Repeat the following lines exactly, from the line with "Would you be so kind as to point out the horizontal" up to and including the line with "(497, 1280)".
------ Dataset excerpts
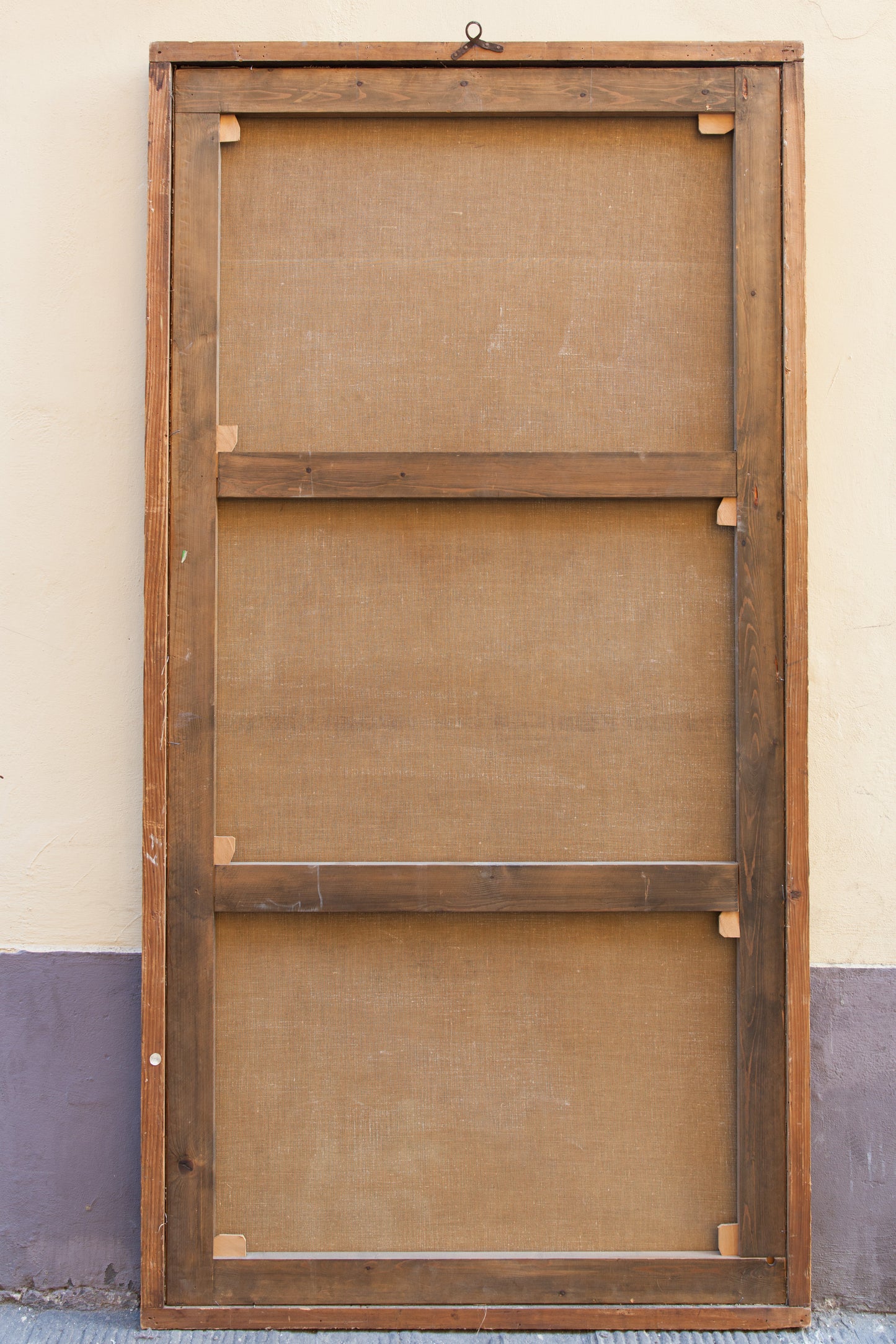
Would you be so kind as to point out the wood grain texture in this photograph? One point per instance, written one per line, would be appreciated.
(474, 1317)
(495, 1280)
(477, 475)
(515, 53)
(796, 693)
(760, 615)
(191, 801)
(152, 1119)
(281, 888)
(455, 92)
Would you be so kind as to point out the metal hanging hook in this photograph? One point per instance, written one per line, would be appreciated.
(474, 41)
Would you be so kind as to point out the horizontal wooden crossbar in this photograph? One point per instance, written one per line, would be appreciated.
(515, 53)
(456, 92)
(299, 888)
(477, 475)
(499, 1278)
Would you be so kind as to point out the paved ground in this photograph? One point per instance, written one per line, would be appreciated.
(33, 1325)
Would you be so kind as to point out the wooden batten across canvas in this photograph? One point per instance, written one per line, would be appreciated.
(474, 830)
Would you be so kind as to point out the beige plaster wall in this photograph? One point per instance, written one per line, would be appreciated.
(71, 440)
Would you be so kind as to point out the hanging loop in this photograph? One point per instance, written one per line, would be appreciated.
(474, 41)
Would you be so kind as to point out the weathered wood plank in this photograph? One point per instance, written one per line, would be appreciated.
(477, 475)
(152, 1108)
(191, 945)
(515, 53)
(796, 691)
(455, 92)
(281, 888)
(762, 1182)
(497, 1280)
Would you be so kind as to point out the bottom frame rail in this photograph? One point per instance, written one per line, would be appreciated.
(476, 1319)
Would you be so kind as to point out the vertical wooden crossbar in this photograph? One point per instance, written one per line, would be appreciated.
(191, 723)
(152, 1111)
(760, 695)
(797, 690)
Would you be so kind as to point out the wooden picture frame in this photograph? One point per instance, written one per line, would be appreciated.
(768, 1283)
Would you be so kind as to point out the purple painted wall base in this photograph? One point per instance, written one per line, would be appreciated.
(69, 1120)
(853, 1117)
(70, 1127)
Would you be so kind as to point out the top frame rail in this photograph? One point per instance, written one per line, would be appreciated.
(440, 53)
(457, 92)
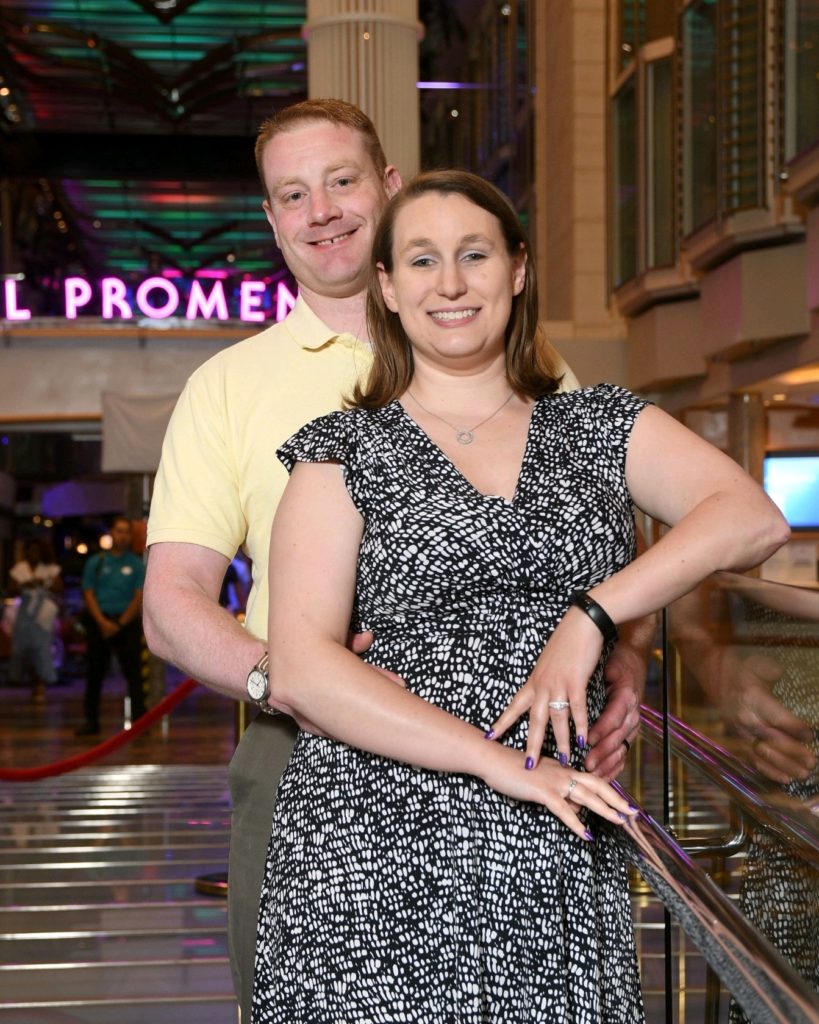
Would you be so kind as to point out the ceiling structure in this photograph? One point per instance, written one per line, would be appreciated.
(127, 130)
(126, 135)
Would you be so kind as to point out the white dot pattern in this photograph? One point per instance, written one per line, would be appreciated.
(395, 894)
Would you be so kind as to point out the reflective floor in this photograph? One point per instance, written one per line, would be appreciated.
(101, 921)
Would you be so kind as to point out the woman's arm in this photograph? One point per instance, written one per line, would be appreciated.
(313, 554)
(721, 519)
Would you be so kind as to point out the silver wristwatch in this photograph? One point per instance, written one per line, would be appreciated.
(259, 685)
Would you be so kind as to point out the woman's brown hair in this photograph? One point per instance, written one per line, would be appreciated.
(529, 368)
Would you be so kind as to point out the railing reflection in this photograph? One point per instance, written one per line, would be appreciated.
(743, 655)
(763, 982)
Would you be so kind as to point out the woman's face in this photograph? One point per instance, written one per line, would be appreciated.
(453, 282)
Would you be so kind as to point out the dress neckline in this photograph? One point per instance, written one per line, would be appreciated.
(441, 456)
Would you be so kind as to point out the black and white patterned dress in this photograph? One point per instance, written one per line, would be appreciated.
(395, 894)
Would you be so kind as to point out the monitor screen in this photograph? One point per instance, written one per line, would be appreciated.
(791, 480)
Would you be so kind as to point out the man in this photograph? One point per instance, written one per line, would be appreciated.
(326, 181)
(113, 592)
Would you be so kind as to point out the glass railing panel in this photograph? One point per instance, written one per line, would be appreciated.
(742, 666)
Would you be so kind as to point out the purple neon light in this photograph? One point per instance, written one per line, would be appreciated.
(454, 85)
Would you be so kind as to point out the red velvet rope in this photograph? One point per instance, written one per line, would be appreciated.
(101, 750)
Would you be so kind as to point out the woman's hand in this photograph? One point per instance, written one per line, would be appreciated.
(556, 689)
(562, 791)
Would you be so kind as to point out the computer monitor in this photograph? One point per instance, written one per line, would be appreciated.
(791, 480)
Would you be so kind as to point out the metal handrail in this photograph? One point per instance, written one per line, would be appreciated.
(788, 818)
(731, 945)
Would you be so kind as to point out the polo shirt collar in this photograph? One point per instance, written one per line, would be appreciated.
(310, 332)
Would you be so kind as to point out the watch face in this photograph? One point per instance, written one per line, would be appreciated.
(257, 685)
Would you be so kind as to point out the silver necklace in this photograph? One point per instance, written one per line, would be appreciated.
(463, 436)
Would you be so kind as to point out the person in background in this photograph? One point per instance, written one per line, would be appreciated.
(36, 579)
(113, 584)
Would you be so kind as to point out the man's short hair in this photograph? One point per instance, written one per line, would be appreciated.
(336, 112)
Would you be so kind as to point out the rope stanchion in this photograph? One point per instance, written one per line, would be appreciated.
(108, 745)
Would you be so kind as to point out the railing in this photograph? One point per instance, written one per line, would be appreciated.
(740, 725)
(762, 981)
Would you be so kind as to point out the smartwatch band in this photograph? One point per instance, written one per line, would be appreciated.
(598, 614)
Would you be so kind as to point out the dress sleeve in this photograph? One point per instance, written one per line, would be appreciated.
(328, 438)
(615, 411)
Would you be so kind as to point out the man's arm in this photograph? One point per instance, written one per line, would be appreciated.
(624, 675)
(185, 625)
(132, 611)
(626, 683)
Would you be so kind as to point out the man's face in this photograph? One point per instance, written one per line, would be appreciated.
(121, 535)
(324, 201)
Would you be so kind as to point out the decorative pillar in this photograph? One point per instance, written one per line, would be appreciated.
(365, 51)
(747, 432)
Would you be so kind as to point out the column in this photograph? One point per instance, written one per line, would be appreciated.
(747, 431)
(365, 51)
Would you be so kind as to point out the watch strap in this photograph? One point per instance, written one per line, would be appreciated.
(598, 614)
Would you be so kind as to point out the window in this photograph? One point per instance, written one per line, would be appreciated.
(741, 110)
(699, 114)
(624, 184)
(660, 235)
(801, 40)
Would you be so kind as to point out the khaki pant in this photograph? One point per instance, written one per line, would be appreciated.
(255, 769)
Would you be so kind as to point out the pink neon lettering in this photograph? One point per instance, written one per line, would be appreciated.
(250, 298)
(203, 305)
(285, 301)
(157, 312)
(78, 293)
(114, 297)
(13, 311)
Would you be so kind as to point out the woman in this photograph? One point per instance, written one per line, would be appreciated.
(443, 857)
(36, 580)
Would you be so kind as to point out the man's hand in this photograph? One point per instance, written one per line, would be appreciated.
(626, 683)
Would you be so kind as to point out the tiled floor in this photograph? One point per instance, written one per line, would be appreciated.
(101, 921)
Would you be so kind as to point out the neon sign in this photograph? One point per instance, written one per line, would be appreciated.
(159, 298)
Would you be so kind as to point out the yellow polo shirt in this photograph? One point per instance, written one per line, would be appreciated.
(219, 481)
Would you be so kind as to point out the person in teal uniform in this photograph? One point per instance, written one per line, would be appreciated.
(113, 584)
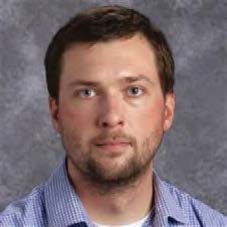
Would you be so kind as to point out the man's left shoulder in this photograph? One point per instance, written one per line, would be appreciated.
(195, 209)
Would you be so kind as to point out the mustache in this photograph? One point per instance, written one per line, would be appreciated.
(116, 135)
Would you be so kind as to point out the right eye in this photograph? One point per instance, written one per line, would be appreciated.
(86, 93)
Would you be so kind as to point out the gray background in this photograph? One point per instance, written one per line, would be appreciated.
(194, 154)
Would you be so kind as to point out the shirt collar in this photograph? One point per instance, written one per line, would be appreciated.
(63, 206)
(166, 206)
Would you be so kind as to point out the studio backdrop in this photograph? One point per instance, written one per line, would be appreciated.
(193, 155)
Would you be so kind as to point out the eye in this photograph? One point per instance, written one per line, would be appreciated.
(86, 93)
(135, 91)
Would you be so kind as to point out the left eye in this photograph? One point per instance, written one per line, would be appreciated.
(86, 93)
(135, 91)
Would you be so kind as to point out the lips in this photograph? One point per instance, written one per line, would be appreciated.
(113, 143)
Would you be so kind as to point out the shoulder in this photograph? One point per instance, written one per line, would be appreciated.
(29, 211)
(195, 210)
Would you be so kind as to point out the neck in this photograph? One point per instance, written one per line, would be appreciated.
(122, 205)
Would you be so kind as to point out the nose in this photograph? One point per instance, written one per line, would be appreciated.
(111, 113)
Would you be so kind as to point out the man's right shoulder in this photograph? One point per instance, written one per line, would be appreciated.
(29, 211)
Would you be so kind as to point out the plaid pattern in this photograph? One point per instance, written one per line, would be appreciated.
(55, 204)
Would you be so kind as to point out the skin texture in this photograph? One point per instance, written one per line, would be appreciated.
(112, 115)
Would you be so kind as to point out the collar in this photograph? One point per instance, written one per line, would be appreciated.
(63, 206)
(166, 206)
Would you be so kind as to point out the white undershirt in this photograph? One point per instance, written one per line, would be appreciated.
(134, 224)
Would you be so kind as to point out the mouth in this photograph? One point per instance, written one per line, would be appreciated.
(113, 145)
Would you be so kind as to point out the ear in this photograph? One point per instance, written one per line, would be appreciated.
(169, 110)
(54, 111)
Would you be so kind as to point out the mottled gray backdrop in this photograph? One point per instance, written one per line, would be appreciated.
(193, 155)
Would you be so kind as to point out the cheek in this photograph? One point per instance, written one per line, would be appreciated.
(75, 119)
(149, 117)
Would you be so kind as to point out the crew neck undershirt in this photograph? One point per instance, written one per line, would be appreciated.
(138, 223)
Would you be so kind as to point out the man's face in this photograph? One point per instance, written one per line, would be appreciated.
(111, 112)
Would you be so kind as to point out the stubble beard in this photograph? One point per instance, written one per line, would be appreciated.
(106, 178)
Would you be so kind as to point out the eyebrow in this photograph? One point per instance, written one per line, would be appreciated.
(127, 79)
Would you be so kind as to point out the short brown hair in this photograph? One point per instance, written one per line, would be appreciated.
(101, 24)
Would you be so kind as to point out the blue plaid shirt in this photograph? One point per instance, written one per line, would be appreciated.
(55, 204)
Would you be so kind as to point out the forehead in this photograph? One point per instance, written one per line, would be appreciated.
(113, 58)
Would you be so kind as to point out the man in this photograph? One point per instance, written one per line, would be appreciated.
(110, 77)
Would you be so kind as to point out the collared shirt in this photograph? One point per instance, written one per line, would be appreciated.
(56, 204)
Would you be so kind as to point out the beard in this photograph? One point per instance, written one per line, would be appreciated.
(110, 172)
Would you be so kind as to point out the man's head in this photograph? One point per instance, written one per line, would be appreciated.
(103, 24)
(110, 78)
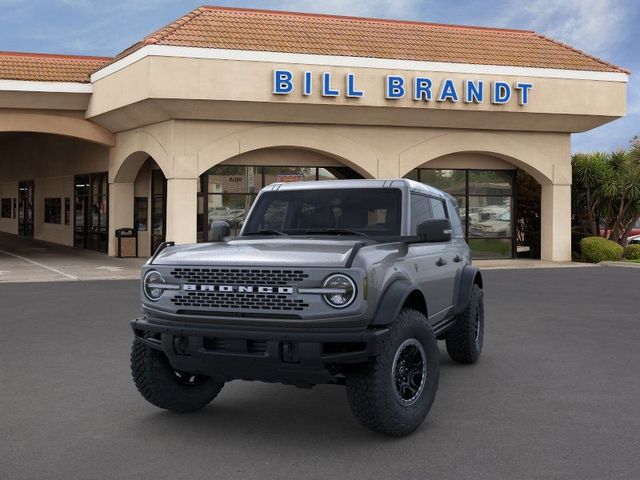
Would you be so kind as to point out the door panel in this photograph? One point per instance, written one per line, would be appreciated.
(25, 208)
(435, 273)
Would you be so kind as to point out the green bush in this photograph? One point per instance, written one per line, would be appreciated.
(598, 249)
(632, 252)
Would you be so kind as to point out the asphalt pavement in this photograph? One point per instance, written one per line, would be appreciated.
(556, 395)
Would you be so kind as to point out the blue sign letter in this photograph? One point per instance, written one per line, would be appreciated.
(351, 86)
(473, 91)
(326, 86)
(395, 87)
(501, 92)
(448, 91)
(306, 84)
(422, 88)
(523, 91)
(282, 82)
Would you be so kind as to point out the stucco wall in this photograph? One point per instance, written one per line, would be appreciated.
(9, 190)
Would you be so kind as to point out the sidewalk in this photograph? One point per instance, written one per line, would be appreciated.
(28, 260)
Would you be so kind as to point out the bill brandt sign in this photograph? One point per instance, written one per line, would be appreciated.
(420, 88)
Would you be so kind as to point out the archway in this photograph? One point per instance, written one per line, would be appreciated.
(499, 194)
(322, 141)
(138, 200)
(519, 154)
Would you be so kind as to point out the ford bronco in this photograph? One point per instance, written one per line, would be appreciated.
(347, 282)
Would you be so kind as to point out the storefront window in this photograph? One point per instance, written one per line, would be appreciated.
(140, 214)
(485, 200)
(451, 181)
(230, 190)
(6, 208)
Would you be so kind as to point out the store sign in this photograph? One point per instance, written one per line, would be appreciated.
(419, 88)
(289, 177)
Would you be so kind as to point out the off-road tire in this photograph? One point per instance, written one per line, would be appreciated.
(162, 386)
(464, 342)
(371, 388)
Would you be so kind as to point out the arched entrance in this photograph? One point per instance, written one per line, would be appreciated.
(139, 201)
(226, 191)
(499, 204)
(550, 167)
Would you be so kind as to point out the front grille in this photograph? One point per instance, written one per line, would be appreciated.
(238, 301)
(239, 276)
(253, 347)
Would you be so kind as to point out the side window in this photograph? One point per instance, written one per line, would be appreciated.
(454, 216)
(274, 216)
(437, 206)
(420, 211)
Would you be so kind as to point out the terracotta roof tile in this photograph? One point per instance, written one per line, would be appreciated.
(48, 68)
(273, 31)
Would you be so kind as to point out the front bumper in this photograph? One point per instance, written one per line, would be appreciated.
(292, 356)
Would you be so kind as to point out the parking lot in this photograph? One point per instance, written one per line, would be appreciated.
(555, 395)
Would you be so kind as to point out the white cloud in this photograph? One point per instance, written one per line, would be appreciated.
(366, 8)
(591, 25)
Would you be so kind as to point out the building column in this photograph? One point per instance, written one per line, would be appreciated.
(555, 212)
(120, 211)
(182, 210)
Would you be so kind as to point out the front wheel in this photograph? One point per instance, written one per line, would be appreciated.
(393, 393)
(163, 386)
------------
▸ **Exercise solution**
Would you be so kind as to point out the horizontal wooden crossbar in this photograph? One point per instance, written one per line, would be appreciated.
(515, 53)
(456, 92)
(299, 888)
(477, 475)
(499, 1278)
Would you be so kind as to point out the paved ground in this photograph? One point per instance, written one per line, would be appreciated.
(33, 1325)
Would you be so kind as to point out the wooden batten across canvas in this photograph? One point per instance, written one per line, would be appreciated.
(474, 830)
Would you be so kind as to point out the beige plaster wall in this photograph? One point per instance, written one per line, would be appreciated.
(71, 440)
Would you be so kind as to point out the hanging loop in this photograph? One point per instance, written one per line, would be appreciated.
(474, 41)
Would you be so kind as to point out the weathered wood plank in this photograph? One point per instance, written one per line, would be appreciated.
(477, 475)
(152, 1108)
(191, 945)
(515, 53)
(796, 691)
(455, 92)
(281, 888)
(762, 1182)
(497, 1280)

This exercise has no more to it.